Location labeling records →
________

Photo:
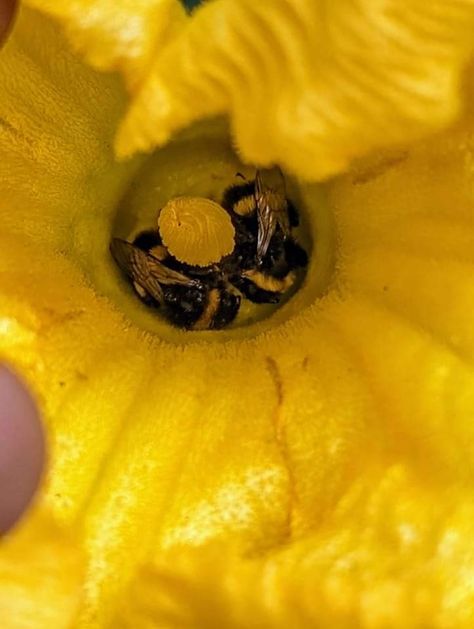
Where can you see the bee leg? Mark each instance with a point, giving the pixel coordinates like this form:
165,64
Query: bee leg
147,299
148,239
296,256
254,293
236,193
293,215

________

What needs to be done → Rewrite every line of the data above, shifting each answer coordinate (both x and y) up by 71 while leaving the sample coordinate in the instructions untouched. Leave out the pictures.

Result of the exercise →
Photo:
Where can you see the bee leg? Mark each instance with a point, giving the pixel coordinates like this form:
165,64
Query: bee leg
218,370
219,310
367,327
325,364
307,264
364,286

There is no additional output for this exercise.